[Stored data]

□ □ □ □ □ □ □

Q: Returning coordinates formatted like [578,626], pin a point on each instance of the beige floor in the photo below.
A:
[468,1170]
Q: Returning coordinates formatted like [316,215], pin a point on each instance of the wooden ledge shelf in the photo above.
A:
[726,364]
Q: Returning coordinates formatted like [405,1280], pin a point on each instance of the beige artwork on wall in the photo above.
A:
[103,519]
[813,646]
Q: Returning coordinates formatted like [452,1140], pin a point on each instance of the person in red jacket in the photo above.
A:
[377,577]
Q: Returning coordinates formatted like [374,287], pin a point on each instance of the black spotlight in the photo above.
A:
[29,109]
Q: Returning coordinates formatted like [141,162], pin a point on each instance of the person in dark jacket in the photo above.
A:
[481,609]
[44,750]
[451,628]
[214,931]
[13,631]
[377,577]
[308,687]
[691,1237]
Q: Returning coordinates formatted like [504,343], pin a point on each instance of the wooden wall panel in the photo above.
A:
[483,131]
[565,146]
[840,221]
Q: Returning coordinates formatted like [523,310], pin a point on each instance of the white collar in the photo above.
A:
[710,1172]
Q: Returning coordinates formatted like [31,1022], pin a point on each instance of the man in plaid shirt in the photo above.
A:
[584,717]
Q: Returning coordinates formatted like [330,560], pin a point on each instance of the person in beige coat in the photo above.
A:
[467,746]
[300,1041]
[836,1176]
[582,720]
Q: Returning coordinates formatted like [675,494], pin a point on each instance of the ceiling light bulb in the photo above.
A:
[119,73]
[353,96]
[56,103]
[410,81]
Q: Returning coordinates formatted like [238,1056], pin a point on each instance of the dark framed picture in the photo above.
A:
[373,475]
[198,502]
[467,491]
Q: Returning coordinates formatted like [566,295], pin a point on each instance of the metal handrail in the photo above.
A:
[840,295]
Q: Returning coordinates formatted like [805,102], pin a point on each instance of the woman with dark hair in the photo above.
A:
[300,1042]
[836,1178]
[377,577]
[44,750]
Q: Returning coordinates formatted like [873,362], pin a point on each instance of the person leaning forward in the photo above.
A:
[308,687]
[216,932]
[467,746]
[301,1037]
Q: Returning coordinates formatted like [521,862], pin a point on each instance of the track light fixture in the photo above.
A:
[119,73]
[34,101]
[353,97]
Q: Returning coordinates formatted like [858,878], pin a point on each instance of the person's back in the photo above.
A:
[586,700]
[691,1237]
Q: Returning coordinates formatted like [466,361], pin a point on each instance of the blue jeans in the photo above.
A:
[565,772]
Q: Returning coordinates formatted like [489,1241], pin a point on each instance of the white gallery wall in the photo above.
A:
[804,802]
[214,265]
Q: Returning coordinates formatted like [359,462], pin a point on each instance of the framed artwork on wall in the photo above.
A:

□ □ □ □ □ □ □

» REQUIREMENTS
Include both ends. Return the line holding "Q: Returning coordinates formatted like [504,343], pin" and all lines after it in the records above, exactly as written.

» THE REPLY
Q: Returning coordinates formatted like [504,343], pin a point on each instance of the wooden wall panel in the photo above.
A:
[483,131]
[565,146]
[840,221]
Q: Returning coordinates formatted like [523,310], pin a point on each instance of the white collar in the photo above.
A:
[710,1172]
Q: Returning coordinates formatted like [31,1022], pin a point on each instance of the man in plaid shirt in the photo above.
A:
[584,717]
Q: Returning coordinates formatted like [330,560], pin a point on each instance of the person in beige coat in the photo above.
A:
[467,746]
[300,1041]
[836,1176]
[582,720]
Q: Returning coordinates formatted like [675,494], pin a point on each instance of the ceiling light bulb in the photo above.
A:
[119,73]
[353,96]
[56,103]
[410,81]
Q: Returning coordinates formatted like [238,1056], pin a point on each instance of the dark framed picture in the photo above.
A:
[373,475]
[198,502]
[467,491]
Q: Returning coordinates formatted like [566,295], pin a point on each instance of the metal handrail in the photo above.
A:
[840,295]
Q: Returning coordinates formatted like [805,102], pin a point on each instance of the woman with dark hair in the photo above.
A:
[300,1042]
[836,1178]
[377,577]
[44,750]
Q: Returning coordinates formatted like [873,362], pin a point on each instance of the person leaning forward in the photo above.
A:
[308,687]
[216,932]
[467,746]
[301,1037]
Q: Returning coordinates formatted like [521,862], pin a point on each instance of the track light fixture in the photo above.
A:
[119,73]
[34,101]
[353,97]
Q: Returning coordinates formatted like [858,878], pin a point on each instance of the person's back in the photo above.
A:
[586,700]
[691,1237]
Q: Returning coordinates formatted like [466,361], pin a point on each instance of the blue jeans in the photo above.
A:
[565,772]
Q: Returning coordinates formatted like [489,1241], pin a point on each instance of the white gallery wall in the photo above.
A:
[804,802]
[214,265]
Q: Returning coordinates formatted like [359,462], pin a point on each instance of the framed artwork on wall in the photo above.
A:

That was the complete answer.